Problem set:
**a)** Answer these questions from the photographer's account, one answer per line and marked the same way:
(i) In what month and year did the commission come?
(ii) How long had Mary Nightingale been working as an ITN newscaster at that time?
(iii) In what part of London was Mary's home?
**b)** Please write out the part of the photographer's account starting at "Mary Nightingale had, at" and ending at "Red’s picture editor.", word for word.

Supplied text:

··········

In July 2010, I was commissioned by Red magazine to photograph four high-profile women at work and at play. They were historian Bettany Hughes, chef Gizzi Erskine, media personality Sally Bercow, and news and current affairs presenter Mary Nightingale. It was a rewarding job to get, and as I would get to spend the whole day with each of them, it was much better than just turning up and having to quickly shoot a portrait.
Mary Nightingale had, at that time, been working as an ITN newscaster for 10 years and had presented other programmes including Wish You Were Here…?. My brief was to get a range of shots including ‘a relaxing at home shot, doing some gardening’and later her taking part in an ITN editorial meeting.
I arrived at Mary’s home in West London in the morning. I could immediately see she was a very genuine and kind person, as well as being very photogenic. For some reason I was in a bit of a rush that day and hadn’t had any breakfast, but she was fine with me tucking into a bowl of cereal in her kitchen. Then other people involved in the shoot started arriving, including the hair and make-up people, and Red’s picture editor.

··········

Information provided:

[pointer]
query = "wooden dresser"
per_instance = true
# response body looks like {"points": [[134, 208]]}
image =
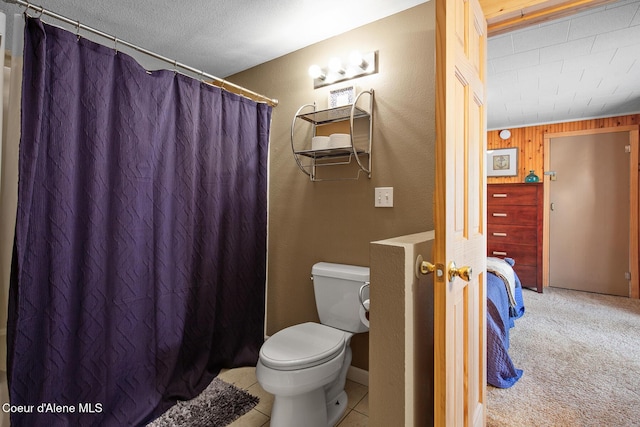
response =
{"points": [[514, 226]]}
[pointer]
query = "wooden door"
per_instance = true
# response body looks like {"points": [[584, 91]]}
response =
{"points": [[460, 222], [589, 216]]}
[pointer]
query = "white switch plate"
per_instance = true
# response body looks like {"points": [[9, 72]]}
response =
{"points": [[384, 197]]}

··········

Answers provided:
**a)**
(i) July 2010
(ii) 10 years
(iii) West London

**b)**
Mary Nightingale had, at that time, been working as an ITN newscaster for 10 years and had presented other programmes including Wish You Were Here…?. My brief was to get a range of shots including ‘a relaxing at home shot, doing some gardening’and later her taking part in an ITN editorial meeting.
I arrived at Mary’s home in West London in the morning. I could immediately see she was a very genuine and kind person, as well as being very photogenic. For some reason I was in a bit of a rush that day and hadn’t had any breakfast, but she was fine with me tucking into a bowl of cereal in her kitchen. Then other people involved in the shoot started arriving, including the hair and make-up people, and Red’s picture editor.